Records of labeled points:
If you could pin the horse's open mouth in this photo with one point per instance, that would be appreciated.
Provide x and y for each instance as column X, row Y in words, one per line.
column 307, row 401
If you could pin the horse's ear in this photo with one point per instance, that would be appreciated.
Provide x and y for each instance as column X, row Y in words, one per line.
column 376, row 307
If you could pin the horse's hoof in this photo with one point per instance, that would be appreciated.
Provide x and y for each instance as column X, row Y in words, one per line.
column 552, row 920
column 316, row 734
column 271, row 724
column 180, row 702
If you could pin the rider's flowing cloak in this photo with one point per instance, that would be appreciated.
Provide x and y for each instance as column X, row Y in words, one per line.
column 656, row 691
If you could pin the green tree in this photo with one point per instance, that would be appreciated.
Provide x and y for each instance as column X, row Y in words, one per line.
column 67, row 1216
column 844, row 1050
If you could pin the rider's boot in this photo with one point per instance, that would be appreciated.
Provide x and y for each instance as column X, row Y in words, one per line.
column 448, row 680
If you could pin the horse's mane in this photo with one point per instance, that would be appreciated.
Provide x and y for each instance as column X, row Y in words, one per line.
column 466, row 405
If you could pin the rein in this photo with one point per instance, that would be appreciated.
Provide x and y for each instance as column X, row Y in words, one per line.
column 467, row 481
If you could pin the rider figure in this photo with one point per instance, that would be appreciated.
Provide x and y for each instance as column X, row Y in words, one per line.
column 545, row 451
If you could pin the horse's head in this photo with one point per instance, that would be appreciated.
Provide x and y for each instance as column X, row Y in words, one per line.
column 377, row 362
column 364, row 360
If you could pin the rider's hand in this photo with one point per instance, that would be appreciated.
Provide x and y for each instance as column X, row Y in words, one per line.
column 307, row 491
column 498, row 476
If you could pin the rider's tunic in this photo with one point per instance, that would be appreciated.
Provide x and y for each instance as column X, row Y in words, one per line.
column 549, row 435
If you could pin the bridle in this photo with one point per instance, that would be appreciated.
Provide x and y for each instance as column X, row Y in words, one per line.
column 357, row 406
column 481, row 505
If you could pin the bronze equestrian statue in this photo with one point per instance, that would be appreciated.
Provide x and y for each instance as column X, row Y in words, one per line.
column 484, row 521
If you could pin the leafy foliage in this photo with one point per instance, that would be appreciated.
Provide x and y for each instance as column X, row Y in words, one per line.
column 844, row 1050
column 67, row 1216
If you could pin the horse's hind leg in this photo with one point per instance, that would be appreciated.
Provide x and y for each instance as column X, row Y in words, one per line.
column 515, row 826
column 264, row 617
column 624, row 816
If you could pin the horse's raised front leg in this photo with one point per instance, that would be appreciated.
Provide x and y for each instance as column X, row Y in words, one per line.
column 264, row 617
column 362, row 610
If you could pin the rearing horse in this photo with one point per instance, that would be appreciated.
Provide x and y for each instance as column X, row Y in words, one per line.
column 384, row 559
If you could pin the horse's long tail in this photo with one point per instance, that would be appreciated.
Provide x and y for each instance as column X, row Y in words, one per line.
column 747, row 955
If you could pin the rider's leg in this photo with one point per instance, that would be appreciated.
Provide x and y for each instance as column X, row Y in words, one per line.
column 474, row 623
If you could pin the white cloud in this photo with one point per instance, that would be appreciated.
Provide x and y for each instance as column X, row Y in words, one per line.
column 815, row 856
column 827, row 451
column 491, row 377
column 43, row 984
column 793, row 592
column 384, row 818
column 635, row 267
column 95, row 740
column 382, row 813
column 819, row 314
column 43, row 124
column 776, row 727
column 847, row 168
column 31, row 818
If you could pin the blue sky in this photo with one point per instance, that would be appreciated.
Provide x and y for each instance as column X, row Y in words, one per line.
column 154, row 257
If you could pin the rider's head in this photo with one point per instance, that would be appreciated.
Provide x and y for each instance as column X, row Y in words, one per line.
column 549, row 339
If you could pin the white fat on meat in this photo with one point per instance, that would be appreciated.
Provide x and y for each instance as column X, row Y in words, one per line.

#### [TASK OBJECTIVE]
Could you write out all of these records again with every "pin" changed to "mark" and nothing else altered?

#### [RIGHT ANSWER]
If you could mark the horse's open mouth in this photo with one point per instance, that would be appreciated.
Provide x and y for each instance as column X, row Y in words, one per line.
column 307, row 401
If you could mark the horse's ear in this photo with one point per instance, that would be appreciated.
Provide x and y for each instance as column X, row Y in words, one per line.
column 376, row 307
If you could mark the horse's hoof in this photo with one point per instance, that would be appreciated.
Provide x and y for each instance as column X, row Y in words, one per line.
column 552, row 920
column 316, row 734
column 271, row 724
column 180, row 702
If you could mark the rider's flowing cloak in this photo with one point per instance, that would be appreciated.
Provide x and y for each instance as column X, row Y in words, one per line.
column 656, row 691
If you could mark the green tree in this photo with one point per instance, that would be appreciated.
Provide x and y for each instance as column X, row Y in words, one per line.
column 67, row 1216
column 844, row 1050
If you could mark the rider's boot in this photo with one point per instance, that would be appreciated.
Provide x and y for each instance as column X, row Y in words, one per line.
column 448, row 680
If you could mark the horse's mane in this photo with one point per instance, that would be appreciated.
Provide x and y for each instance as column X, row Y in words, one per line.
column 466, row 405
If you could mark the rein in this photo with one point per instance, that would be appreciated.
Provide x and y for each instance as column X, row Y in words, one per line.
column 467, row 481
If you could mark the rider figure in this photo with one point per instance, that would be appreciated.
Provide x and y for each instance as column X, row Y in words, one per line.
column 545, row 451
If you could mark the horse's head in this photo with one point per instance, that would be appreciated.
Provide x and y for each instance as column X, row Y in words, one per line.
column 377, row 362
column 364, row 360
If you could mark the rider's hand in this photo with one point per instance, that would be appreciated.
Provide x and y for each instance as column X, row Y in words, one per line.
column 307, row 491
column 498, row 476
If you could mark the rider's tunic in this photo with one point per instance, that would be appreciated.
Provide x and y for each instance as column X, row Y in words, one per line.
column 549, row 435
If you could mark the bridle in this photo with one point per instance, that would be appreciated.
Provide x and y for each instance as column X, row Y in words, one per line.
column 357, row 406
column 481, row 505
If you could mark the bronze equestrian statue in this photo with one point per instance, that would be appreciated.
Provide x and y for each instance as column X, row Y in words, one per line.
column 484, row 521
If you could mark the leafy foliage in this photo with one point per instance, that would be appreciated.
Provide x and y for each instance as column X, row Y in words, one per line.
column 844, row 1050
column 67, row 1216
If you could mark the horse's hind leg in this photo with one point per instance, that would be appreciated.
Provide x and y for each instance as column X, row Y in words, one per line.
column 515, row 826
column 264, row 617
column 624, row 816
If you could mark the horse's raised front leg in this photo with one point per instance, that would be appreciated.
Provide x and y for each instance as column X, row Y in words, one per line.
column 264, row 617
column 362, row 610
If you could mark the rearing horse in this photo with one point per instance, that would be appreciated.
Provide x and y for each instance as column X, row Y in words, one per line.
column 384, row 559
If you could mark the horse's long tail in this photo with one point per instance, that would be appreciated.
Provide x and y for each instance as column X, row Y in words, one per line.
column 747, row 955
If you could mark the rider's leg in this photo with one point per instance, that would be appreciated.
Provide x and y for each instance as column X, row Y in words, one per line.
column 474, row 623
If you could mark the white cloud in this photo with one point per instance, that would be appreciated.
Provide x and y for each instance as column X, row Y in words, one per line.
column 815, row 856
column 827, row 451
column 491, row 377
column 43, row 984
column 793, row 592
column 384, row 818
column 635, row 267
column 95, row 740
column 382, row 813
column 819, row 314
column 43, row 124
column 776, row 727
column 847, row 168
column 31, row 818
If you could mark the blue sky in this photo with one point per instance, that would be appreciated.
Provide x and y for each instance as column X, row Y in words, one per line.
column 154, row 257
If you could mark the rider's head in this photo with one point per instance, that would be appreciated.
Provide x and y for each instance as column X, row Y in words, one per line.
column 549, row 339
If you could mark the white fat on meat in this photo with one point per instance, that would be appreciated.
Provide x and y for each instance as column X, row Y in words, one per line.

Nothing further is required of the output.